(Excerpted text)
When last this column visited the troubled town of Winsted in November, it looked like the place had hit rock bottom. The town was flat broke, partly the result of the embezzlement of at least $2 million — but perhaps as much as $7 million — by the town’s longtime finance director.

Henry Centrella is a member of a large and respected town family and was Winsted’s only finance director. He had held the post for 30 years and now sits in jail after pleading guilty, even as the specter of his shameful theft continues to roil the waters of the Mad River in this once-proud mill town.

Back in November, the state Department of Education was investigating the town of Winchester, as it is formally known, for not meeting the state’s minimum budget requirement, while the superintendent told parents and taxpayers the town’s public schools might close in December for lack of cash. A state takeover of the Winchester school district looked like a real possibility.

(Data provided)
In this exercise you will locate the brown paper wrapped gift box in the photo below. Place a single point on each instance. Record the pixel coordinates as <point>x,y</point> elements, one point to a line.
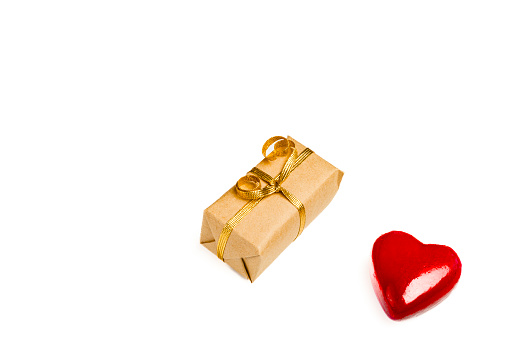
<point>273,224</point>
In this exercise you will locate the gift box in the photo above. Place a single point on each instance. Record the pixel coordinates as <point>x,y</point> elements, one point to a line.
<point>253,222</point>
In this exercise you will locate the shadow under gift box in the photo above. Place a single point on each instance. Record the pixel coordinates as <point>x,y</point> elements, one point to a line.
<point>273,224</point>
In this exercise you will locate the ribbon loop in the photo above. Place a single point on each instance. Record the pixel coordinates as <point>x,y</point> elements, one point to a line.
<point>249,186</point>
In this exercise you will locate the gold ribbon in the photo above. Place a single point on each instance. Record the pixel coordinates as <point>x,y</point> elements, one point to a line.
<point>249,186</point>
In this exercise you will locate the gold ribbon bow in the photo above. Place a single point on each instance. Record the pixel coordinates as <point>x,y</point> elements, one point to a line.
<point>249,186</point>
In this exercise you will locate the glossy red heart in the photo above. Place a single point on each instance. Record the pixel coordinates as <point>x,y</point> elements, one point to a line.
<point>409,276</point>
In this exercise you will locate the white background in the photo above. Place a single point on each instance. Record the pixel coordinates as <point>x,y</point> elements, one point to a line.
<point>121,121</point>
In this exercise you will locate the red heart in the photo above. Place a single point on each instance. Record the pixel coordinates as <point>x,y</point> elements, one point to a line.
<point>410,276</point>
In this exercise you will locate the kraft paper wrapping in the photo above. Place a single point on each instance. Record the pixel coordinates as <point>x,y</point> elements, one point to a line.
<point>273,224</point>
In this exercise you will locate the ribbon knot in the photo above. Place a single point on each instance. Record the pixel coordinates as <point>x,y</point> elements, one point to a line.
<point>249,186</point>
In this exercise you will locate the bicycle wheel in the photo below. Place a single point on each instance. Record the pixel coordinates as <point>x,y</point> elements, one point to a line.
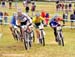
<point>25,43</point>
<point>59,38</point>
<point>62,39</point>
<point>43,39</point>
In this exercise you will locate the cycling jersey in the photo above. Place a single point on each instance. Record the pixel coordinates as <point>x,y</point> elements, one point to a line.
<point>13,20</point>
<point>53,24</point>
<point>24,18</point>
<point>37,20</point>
==
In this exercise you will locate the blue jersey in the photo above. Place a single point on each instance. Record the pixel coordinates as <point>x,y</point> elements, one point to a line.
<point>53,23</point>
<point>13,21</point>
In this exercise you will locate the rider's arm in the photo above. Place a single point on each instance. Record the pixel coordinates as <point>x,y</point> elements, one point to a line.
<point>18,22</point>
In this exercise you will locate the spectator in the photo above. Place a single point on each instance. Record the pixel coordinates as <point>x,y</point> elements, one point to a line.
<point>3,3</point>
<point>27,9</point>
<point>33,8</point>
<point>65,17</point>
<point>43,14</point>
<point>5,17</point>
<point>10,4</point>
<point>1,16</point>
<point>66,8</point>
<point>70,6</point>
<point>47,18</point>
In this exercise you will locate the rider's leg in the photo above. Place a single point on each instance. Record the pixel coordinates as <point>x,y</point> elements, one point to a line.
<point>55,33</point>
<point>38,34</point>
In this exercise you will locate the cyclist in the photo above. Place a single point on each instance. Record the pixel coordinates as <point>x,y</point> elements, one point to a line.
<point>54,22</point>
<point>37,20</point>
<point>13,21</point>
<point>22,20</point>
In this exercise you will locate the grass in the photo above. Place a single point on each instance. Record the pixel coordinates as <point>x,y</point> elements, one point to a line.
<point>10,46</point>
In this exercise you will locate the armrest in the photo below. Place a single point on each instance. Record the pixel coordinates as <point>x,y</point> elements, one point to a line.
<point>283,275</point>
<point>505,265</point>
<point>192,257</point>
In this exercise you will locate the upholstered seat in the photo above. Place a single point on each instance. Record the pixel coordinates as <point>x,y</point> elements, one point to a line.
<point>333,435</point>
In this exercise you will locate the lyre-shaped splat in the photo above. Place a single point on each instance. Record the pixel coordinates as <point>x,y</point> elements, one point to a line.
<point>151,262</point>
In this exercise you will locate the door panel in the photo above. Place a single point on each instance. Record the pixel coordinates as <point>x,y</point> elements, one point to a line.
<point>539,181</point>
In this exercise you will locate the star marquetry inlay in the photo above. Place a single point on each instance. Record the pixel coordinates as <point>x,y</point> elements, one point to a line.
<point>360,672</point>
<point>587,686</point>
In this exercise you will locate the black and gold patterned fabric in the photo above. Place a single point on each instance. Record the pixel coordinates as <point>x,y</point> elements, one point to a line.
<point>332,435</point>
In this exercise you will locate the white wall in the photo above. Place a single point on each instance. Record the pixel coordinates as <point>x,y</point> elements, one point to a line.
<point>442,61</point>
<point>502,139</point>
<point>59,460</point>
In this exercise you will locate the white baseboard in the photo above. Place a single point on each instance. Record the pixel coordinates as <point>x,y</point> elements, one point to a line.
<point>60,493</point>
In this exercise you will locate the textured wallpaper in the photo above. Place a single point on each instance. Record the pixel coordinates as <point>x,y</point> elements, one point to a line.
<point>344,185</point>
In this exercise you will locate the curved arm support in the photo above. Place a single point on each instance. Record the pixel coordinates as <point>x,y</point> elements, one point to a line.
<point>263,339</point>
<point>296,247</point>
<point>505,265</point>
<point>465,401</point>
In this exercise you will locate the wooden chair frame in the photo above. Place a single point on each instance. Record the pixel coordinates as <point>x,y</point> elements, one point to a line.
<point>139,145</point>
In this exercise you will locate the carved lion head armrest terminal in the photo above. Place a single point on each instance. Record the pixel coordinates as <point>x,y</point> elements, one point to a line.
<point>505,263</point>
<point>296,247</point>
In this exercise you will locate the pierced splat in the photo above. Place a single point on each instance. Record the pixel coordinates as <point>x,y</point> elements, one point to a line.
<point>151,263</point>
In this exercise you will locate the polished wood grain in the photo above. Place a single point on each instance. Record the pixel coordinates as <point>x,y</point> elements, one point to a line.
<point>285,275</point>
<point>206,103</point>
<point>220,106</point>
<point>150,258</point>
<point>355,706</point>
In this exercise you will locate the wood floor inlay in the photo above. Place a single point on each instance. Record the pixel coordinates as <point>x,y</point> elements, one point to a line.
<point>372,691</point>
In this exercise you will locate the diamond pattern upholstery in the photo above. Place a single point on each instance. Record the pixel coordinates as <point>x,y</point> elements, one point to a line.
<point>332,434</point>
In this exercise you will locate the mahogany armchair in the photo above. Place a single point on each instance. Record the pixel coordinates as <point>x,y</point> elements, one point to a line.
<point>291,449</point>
--
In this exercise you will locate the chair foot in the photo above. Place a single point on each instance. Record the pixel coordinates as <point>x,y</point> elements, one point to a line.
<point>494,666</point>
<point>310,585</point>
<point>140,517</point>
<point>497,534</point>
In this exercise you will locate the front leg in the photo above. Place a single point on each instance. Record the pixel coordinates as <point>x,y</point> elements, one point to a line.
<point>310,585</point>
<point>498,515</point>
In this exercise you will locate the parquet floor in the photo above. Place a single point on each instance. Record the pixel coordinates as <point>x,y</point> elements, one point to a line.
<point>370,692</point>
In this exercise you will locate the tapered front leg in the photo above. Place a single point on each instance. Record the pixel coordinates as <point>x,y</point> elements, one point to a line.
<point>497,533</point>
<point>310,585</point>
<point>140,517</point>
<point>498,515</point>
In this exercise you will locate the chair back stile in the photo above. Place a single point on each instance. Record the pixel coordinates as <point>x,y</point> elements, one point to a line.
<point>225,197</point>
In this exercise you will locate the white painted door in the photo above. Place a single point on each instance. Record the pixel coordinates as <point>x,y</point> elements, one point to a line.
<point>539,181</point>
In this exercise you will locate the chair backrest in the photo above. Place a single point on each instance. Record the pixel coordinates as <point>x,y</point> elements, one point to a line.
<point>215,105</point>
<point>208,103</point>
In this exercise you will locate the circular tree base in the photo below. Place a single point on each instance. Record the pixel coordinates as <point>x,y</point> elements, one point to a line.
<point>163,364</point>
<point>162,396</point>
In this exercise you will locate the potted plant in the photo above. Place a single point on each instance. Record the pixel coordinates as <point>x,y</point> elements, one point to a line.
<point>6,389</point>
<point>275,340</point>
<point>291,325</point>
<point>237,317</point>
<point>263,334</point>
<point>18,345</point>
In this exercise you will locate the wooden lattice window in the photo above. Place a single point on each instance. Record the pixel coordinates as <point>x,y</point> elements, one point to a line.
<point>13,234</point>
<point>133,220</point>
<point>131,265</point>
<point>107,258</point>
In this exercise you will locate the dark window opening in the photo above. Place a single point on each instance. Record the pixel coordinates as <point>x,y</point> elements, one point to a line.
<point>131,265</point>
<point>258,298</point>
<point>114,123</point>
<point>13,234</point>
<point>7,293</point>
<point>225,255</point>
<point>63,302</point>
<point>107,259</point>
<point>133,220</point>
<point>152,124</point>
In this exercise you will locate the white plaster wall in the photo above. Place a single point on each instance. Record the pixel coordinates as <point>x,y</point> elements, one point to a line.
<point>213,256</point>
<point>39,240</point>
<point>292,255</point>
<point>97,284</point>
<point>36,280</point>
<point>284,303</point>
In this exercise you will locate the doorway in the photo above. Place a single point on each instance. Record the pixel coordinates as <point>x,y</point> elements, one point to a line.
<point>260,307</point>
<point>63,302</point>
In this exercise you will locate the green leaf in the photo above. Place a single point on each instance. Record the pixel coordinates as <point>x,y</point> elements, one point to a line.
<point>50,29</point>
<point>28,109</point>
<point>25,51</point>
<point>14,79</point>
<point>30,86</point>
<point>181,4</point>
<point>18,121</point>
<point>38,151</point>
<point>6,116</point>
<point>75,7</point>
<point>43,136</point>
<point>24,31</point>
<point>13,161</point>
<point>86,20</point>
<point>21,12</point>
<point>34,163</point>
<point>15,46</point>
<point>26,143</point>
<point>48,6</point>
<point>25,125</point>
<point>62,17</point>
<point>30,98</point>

(Given request)
Answer these questions using the text about Winsted:
(a) For how many years had Henry Centrella held the finance director post?
(b) By what name is the town formally known?
(c) Which state body was investigating the town in November?

(The result)
(a) 30 years
(b) Winchester
(c) The state Department of Education